Libro excelso, pues, pero de difícil digestión, hasta el punto que en un momento determinado un ángel del Cielo pide al autor que lo devore “y aunque te amargue las entrañas, en tu boca será dulce como la miel” (Ap. 10,9). No obstante, pasado el tiempo, los jugos de la mente de tantas generaciones cristianas, con la ayuda del Espíritu que siempre acude en auxilio, han ido poco a poco desvelando sus misterios, de modo que hoy -visto desde la atalaya de tantos extraordinarios comentaristas, llenos de unción y sapiencia, en cientos de años-, podemos indagar mucho mejor sus enigmas. Y casi entenderlos.

Quiero detenerme en dos figuras de mujer, absolutamente antagónicas. Dos mujeres –dos prodigiosos símbolos- que aparecen en la segunda mitad del este libro. La primera surge significativamente tras abrirse el Templo del Cielo, la morada de Dios, y ser vista el Arca de la Alianza, entre truenos, relámpagos, temblores y granizo. Es un momento especialmente intenso, pues Juan, que no había tenido problema anteriormente en calificar a los judíos que combatían a los cristianos como “sinagoga de Satanás” (Ap. 3,9) , comprueba en su visión que, verdaderamente, como dijo San Pablo, los dones de Dios al pueblo de Israel son irrevocables y que, en su infinita bondad, “nos encerró a todos – a ellos, los pérfidos judíos, y a nosotros (que éramos miserables paganos)- en la rebeldía, para usar de misericordia con todos” (Rm. 11,32).

Pero ese temible Arca, símbolo del viejo Israel, queda desplazado tras una sublime imagen de mujer, que la inmensa mayoría de los sabios cristianos de todos los tiempos han intuido como la representación del nuevo Israel de Dios, el Israel de la promesa, la Iglesia cristiana. La mujer está vestida de sol –envuelta por la divinidad-, tiene doce estrellas sobre su cabeza –la gloria de Israel- , y pisa la luna, el símbolo de lo cambiante y no permanente, del mundo en definitiva, sobre el cual la Iglesia tiene (debe tener) dominio con la firmeza inmutable de sus principios y doctrinas, del depósito de la fe recibido del Señor.

####################

**TAREAS POR REALIZAR:**
a. Según el texto sobre el Apocalipsis, ¿qué tiene sobre su cabeza la mujer vestida de sol?
b. Prosigue el texto sobre el Apocalipsis a partir de su última oración.
Los registros son un material independiente del texto sobre el Apocalipsis.

**REGISTROS APORTADOS:**
####################

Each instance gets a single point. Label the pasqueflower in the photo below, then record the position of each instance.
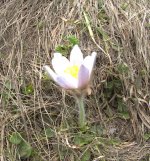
(74, 73)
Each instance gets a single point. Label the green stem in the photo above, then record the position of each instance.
(82, 119)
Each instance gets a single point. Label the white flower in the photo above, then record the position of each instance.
(73, 74)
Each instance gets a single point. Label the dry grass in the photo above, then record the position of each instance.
(119, 106)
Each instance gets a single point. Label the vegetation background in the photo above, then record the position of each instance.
(38, 120)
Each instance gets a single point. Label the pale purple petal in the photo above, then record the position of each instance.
(67, 82)
(76, 56)
(83, 77)
(60, 63)
(89, 62)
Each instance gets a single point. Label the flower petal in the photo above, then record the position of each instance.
(67, 82)
(60, 63)
(76, 56)
(50, 72)
(83, 77)
(89, 62)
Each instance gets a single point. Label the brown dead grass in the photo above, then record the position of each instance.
(30, 31)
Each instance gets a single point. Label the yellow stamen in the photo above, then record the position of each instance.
(72, 70)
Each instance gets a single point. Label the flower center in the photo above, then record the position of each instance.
(73, 71)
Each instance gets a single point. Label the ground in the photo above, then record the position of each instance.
(38, 119)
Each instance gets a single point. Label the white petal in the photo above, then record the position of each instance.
(50, 72)
(60, 63)
(76, 56)
(67, 82)
(89, 62)
(83, 77)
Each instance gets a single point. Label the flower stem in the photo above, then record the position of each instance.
(82, 119)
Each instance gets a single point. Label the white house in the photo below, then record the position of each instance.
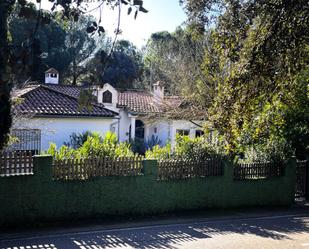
(54, 109)
(135, 107)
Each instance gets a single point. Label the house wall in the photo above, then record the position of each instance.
(124, 126)
(58, 130)
(107, 87)
(162, 130)
(182, 125)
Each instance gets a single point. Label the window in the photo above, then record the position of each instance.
(107, 97)
(183, 132)
(199, 133)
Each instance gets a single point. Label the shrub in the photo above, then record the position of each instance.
(185, 147)
(78, 139)
(158, 152)
(95, 145)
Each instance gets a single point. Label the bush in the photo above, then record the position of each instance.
(185, 147)
(78, 139)
(95, 145)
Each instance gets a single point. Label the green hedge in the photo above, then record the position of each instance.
(40, 198)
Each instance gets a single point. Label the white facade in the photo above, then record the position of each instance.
(165, 131)
(58, 130)
(107, 87)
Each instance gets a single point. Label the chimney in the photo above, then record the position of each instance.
(158, 90)
(51, 76)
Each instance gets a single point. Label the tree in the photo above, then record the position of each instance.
(261, 49)
(121, 69)
(8, 61)
(175, 59)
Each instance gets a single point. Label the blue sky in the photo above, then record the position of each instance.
(162, 15)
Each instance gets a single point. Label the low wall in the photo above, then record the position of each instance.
(40, 198)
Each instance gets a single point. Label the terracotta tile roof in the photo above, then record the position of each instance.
(136, 101)
(145, 102)
(73, 91)
(42, 100)
(52, 70)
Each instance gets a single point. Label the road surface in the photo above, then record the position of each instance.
(280, 231)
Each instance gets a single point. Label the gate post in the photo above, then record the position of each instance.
(307, 179)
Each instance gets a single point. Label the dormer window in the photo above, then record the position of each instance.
(107, 97)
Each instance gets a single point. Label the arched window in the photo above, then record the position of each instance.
(107, 97)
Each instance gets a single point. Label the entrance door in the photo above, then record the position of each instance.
(139, 130)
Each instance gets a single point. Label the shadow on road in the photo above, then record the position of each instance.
(169, 236)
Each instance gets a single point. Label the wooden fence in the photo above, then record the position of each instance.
(16, 163)
(188, 168)
(26, 140)
(257, 170)
(82, 169)
(302, 169)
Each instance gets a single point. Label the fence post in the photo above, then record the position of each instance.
(150, 167)
(228, 170)
(290, 176)
(42, 167)
(307, 175)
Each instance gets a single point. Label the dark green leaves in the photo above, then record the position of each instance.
(91, 29)
(142, 9)
(129, 10)
(95, 28)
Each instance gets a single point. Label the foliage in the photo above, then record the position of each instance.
(257, 59)
(138, 145)
(158, 152)
(78, 139)
(198, 148)
(175, 59)
(95, 145)
(153, 141)
(121, 69)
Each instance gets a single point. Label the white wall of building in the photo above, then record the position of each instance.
(124, 126)
(162, 130)
(107, 87)
(58, 130)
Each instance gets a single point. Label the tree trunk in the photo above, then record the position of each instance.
(5, 86)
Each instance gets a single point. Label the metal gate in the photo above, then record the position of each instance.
(301, 179)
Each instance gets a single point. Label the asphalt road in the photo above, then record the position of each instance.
(281, 231)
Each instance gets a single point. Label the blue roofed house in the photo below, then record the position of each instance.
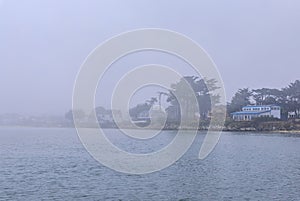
(253, 111)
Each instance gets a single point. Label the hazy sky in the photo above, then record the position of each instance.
(254, 43)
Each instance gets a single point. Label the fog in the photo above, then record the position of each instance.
(43, 44)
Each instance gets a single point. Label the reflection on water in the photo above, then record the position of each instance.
(52, 164)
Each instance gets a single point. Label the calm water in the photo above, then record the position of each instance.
(51, 164)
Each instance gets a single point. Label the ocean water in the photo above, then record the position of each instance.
(52, 164)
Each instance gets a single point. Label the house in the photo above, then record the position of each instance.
(253, 111)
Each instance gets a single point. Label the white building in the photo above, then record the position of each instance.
(253, 111)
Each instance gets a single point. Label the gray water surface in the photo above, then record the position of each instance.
(52, 164)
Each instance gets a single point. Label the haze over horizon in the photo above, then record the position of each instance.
(43, 44)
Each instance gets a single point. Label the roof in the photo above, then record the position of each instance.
(249, 112)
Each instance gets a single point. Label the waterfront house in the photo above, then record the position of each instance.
(253, 111)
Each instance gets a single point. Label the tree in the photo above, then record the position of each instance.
(79, 114)
(240, 99)
(202, 89)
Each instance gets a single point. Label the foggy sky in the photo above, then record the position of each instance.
(254, 43)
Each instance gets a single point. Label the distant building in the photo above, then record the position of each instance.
(253, 111)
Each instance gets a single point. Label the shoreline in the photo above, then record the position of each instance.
(297, 132)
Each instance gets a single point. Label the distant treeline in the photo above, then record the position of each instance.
(287, 97)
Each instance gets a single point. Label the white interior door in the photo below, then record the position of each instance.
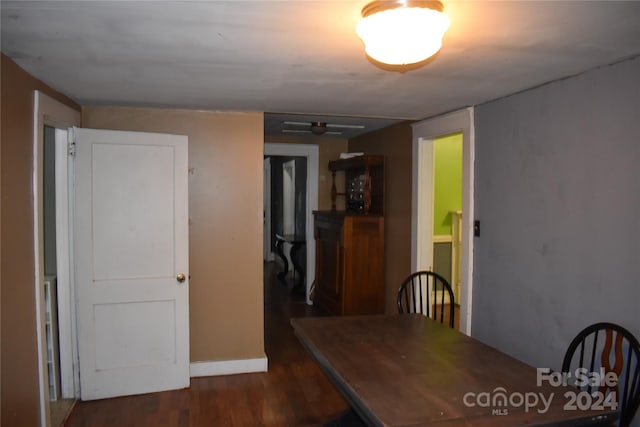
(131, 262)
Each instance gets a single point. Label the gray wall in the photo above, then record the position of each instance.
(558, 194)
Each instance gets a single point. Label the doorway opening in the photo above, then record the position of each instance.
(57, 353)
(444, 234)
(294, 166)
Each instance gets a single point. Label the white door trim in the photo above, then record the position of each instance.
(311, 152)
(268, 254)
(424, 206)
(458, 121)
(69, 378)
(46, 111)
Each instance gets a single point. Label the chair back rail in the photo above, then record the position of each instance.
(612, 348)
(428, 293)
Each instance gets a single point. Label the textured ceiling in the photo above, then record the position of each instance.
(304, 57)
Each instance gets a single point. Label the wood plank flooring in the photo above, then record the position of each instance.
(294, 392)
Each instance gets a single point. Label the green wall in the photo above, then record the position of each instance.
(447, 181)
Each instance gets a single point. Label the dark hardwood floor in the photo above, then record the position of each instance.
(294, 392)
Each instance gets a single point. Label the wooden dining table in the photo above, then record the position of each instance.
(408, 370)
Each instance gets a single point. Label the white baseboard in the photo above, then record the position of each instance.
(228, 367)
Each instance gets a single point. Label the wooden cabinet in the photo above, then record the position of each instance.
(363, 184)
(350, 243)
(349, 263)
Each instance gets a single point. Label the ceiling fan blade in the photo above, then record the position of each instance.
(336, 125)
(330, 132)
(297, 123)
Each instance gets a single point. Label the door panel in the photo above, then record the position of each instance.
(132, 242)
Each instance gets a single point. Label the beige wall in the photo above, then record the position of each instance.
(395, 144)
(225, 210)
(20, 399)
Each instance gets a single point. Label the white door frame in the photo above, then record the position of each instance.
(266, 201)
(424, 132)
(46, 111)
(311, 152)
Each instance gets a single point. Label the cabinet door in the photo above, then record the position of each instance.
(329, 266)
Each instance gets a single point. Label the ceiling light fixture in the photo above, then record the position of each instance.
(402, 32)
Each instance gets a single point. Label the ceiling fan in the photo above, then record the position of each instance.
(318, 128)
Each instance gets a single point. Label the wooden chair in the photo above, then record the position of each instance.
(428, 293)
(615, 349)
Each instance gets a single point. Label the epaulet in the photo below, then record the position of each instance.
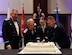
(7, 19)
(25, 30)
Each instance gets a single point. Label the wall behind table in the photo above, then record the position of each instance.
(3, 16)
(16, 4)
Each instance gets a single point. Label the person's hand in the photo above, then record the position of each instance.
(9, 47)
(43, 41)
(38, 41)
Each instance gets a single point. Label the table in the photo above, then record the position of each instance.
(15, 51)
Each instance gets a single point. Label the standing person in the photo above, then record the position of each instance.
(11, 31)
(57, 33)
(30, 32)
(42, 30)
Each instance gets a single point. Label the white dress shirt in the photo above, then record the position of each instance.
(16, 26)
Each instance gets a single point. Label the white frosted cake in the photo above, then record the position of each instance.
(40, 47)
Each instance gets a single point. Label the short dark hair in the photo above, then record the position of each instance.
(42, 18)
(50, 17)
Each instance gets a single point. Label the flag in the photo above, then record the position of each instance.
(8, 12)
(57, 18)
(23, 25)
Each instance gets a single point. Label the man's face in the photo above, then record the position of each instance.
(51, 22)
(31, 25)
(14, 15)
(42, 22)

####################

**RESPUESTAS POR TAREA:**
a. Tiene doce estrellas, que representan la gloria de Israel.

b.
Juan observa que esa prodigiosa figura femenina está encinta y gime con dolores de parto. Aquí parece referirse a los duros trabajos de los millones de cristianos de todos los tiempos que, con oraciones, sacrificios, renuncias y abnegaciones, han clamado y claman hoy sin cesar en sus tribulaciones, como lo haría una parturienta, por la segunda venida del Mesías. Incesantemente, entre los dolores de la persecución –legal o física-, la muerte civil o el desprecio de un mundo dominado por el maligno (no en vano, un espantoso dragón aparecerá a continuación, con voluntad de devorar al Hijo cuando nazca). Es muy indicativo el hecho de su dolor, pues parece ratificar la idea de que una Iglesia sin mártires, una iglesia sin testigos, una Iglesia sin sacrificios ni penitencia está seca; una Iglesia cómoda y acomodada, conciliadora y conciliada con los errores y horrores de su tiempo, está muerta, es estéril, y jamás será la que alumbre al Mesías que ha de volver. Es la Iglesia de Sardes “que tienes nombre de que vives pero estás muerta” (Ap. 3,1).

La Iglesia que dé a luz al Mesías en su segunda venida será la que sufra la misma pasión que el Señor padeció en la primera “pues si a mí me han perseguido, también os perseguirán a vosotros” (Jn. 15,20); una Iglesia donde los apóstoles le abandonen; donde un Pedro acobardado siga de lejos a Jesús (Mc. 14,54), para luego negarle abiertamente; una Iglesia, en definitiva, que, entre inimaginables persecuciones -entre burlas, bofetadas, salivazos, látigos y cruces-, exclamará, como si hubiera perdido toda esperanza,: ¿Dios mío, Dios mío ¿por qué me has abandonado? Y al final, tras la masiva apostasía que ese horror producirá en un rebaño sin pastores, quedará un pequeño resto que invoque al Señor (Sof. 3,15). Y ahí se condensará la historia terrenal de la Iglesia, justo antes de la venida del Señor para implantar su reino. Será como la resurrección de Cristo, tras la primera venida.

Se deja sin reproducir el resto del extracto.